Reproduce every one of the records below verbatim, omitting the pictures.

◆ **Records supplied**:
▬▬▬▬▬▬

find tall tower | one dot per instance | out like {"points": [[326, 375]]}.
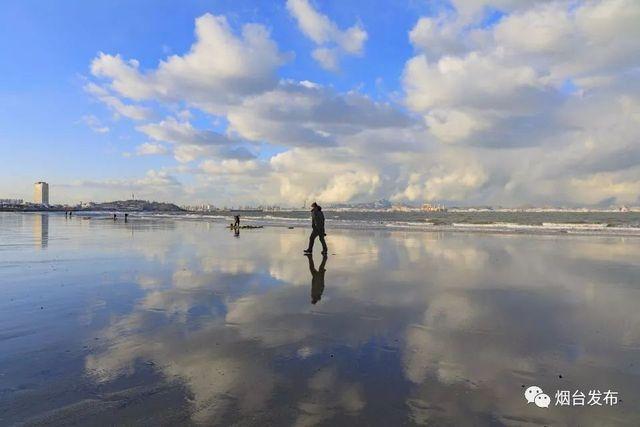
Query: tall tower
{"points": [[41, 193]]}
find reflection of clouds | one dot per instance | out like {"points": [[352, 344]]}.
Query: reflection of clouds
{"points": [[476, 317], [327, 396]]}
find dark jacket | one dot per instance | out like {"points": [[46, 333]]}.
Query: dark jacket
{"points": [[317, 219]]}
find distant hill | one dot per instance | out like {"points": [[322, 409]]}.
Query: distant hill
{"points": [[378, 204], [134, 206]]}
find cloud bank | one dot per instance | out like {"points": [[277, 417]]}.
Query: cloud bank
{"points": [[539, 105]]}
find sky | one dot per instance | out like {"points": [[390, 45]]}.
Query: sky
{"points": [[461, 102]]}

▬▬▬▬▬▬

◆ **Exercise response**:
find tall tower | one dot per instance | out like {"points": [[326, 375]]}.
Query: tall tower
{"points": [[41, 193]]}
find reflection of clouds | one dot per instance | out like {"points": [[352, 344]]}.
Query: reflection of clouds
{"points": [[476, 317], [327, 396]]}
find dark jacket | one dot per instance | out like {"points": [[46, 333]]}.
Query: dark jacket
{"points": [[317, 219]]}
find distant hill | one dot per instance | out like {"points": [[322, 409]]}.
Query: distant hill
{"points": [[378, 204], [134, 206]]}
find cloud bank | one dot per instance | out like {"points": [[277, 417]]}.
Query: cloud bank
{"points": [[539, 105]]}
find sky | one dot per instance | out like {"points": [[390, 45]]}.
Query: sky
{"points": [[461, 102]]}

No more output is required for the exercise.